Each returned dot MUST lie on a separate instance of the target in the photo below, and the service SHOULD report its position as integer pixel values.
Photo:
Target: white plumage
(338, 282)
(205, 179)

Your objective =
Reproduce every one of the rows above verbatim, line for line.

Result of the exercise =
Each returned dot MUST lie on a separate instance of the target in the photo below, and the service SHOULD report its position as integer pixel values.
Photo:
Target: white plumage
(338, 282)
(205, 179)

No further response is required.